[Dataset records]
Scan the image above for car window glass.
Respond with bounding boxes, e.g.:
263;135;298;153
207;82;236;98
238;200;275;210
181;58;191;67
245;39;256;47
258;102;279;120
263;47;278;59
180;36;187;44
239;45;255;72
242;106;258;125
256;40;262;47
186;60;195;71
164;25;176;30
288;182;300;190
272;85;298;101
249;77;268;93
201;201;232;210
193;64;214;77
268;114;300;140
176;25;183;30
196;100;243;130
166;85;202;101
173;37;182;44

• Direction: Format each line of the listing above as a JSON array of strings, one string per line, and omit any blank lines.

• Answer for the task:
[
  "Scan the image above for car window glass.",
  "Respond with bounding boxes, e.g.:",
  "263;135;298;153",
  "207;82;236;98",
  "238;200;275;210",
  "181;58;191;67",
  "245;39;256;47",
  "258;102;279;120",
  "263;47;278;59",
  "180;36;187;44",
  "239;45;255;72",
  "242;106;258;125",
  "256;40;262;47",
  "186;60;195;71",
  "164;25;176;30",
  "288;182;300;190",
  "272;85;298;101",
  "249;77;268;93",
  "201;201;232;210",
  "193;64;214;77",
  "268;114;300;140",
  "176;25;183;30",
  "196;100;243;130",
  "166;85;202;101",
  "173;37;182;44"
]